__TEXTE PROPOSÉ__

---

Critique cinéma: La Fille de Brest
Grâce à Canal + et le distributeur du film Haut et Court, les blogueurs, ces spectateurs privilégiés que nous sommes, étaient invités récemment à une projection de presse de La Fille de Brest, suivie d’une rencontre avec sa réalisatrice et co-scénariste Emmanuelle Bercot (La Tête Haute, Elle s’en va) ainsi que son comédien Benoît Magimel. Un échange passionnant à l’image de la figure d’Irène Frachon, le médecin qui s’est battu pour dénoncer le Médiator et le faire retirer de la vente (magnifique Sidse Babett Knudsen à l’écran, révélée dans la série Borgen, et en France dans le film L’Hermine, aux côtés de Fabrice Luchini).

---

__DONNÉES FOURNIES__
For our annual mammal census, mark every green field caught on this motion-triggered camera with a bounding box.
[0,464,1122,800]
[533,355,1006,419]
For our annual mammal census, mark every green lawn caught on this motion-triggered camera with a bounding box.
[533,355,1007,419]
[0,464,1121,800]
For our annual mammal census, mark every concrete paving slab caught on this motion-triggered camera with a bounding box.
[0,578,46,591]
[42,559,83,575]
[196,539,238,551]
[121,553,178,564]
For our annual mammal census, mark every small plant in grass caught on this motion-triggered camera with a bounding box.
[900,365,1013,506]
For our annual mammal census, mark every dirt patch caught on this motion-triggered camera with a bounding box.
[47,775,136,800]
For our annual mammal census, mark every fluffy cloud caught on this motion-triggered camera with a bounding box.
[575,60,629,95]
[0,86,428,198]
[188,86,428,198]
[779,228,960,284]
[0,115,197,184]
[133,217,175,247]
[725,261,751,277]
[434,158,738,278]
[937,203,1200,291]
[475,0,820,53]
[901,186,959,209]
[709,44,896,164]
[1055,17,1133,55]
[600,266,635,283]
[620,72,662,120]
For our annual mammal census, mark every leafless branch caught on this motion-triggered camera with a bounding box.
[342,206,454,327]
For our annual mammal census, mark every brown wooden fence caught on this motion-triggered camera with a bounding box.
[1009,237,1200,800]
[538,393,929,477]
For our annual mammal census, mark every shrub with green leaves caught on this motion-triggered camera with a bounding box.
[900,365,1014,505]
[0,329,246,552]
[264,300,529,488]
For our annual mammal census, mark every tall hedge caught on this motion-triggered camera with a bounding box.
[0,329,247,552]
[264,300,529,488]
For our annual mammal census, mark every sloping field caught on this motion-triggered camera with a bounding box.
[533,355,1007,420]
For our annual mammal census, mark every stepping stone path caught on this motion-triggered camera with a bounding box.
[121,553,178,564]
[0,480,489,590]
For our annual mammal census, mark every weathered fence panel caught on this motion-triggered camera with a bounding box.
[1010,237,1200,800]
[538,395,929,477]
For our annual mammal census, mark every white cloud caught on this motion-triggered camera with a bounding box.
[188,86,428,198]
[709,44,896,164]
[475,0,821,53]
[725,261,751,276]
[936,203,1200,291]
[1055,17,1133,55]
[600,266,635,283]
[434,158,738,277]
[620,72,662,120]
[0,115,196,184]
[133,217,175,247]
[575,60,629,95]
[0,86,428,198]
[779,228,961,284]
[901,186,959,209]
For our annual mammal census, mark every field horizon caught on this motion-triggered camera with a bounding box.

---

__TRAVAIL DEMANDÉ__
Résumez en deux phrases la critique de La Fille de Brest.

__RÉPONSE__
Grâce à Canal + et au distributeur Haut et Court, des blogueurs ont été invités à une projection de presse de La Fille de Brest, suivie d'une rencontre avec la réalisatrice et co-scénariste Emmanuelle Bercot et le comédien Benoît Magimel. Cet échange, qualifié de passionnant, est rapproché de la figure d'Irène Frachon, le médecin qui s'est battu pour dénoncer le Médiator et le faire retirer de la vente, que Sidse Babett Knudsen incarne à l'écran.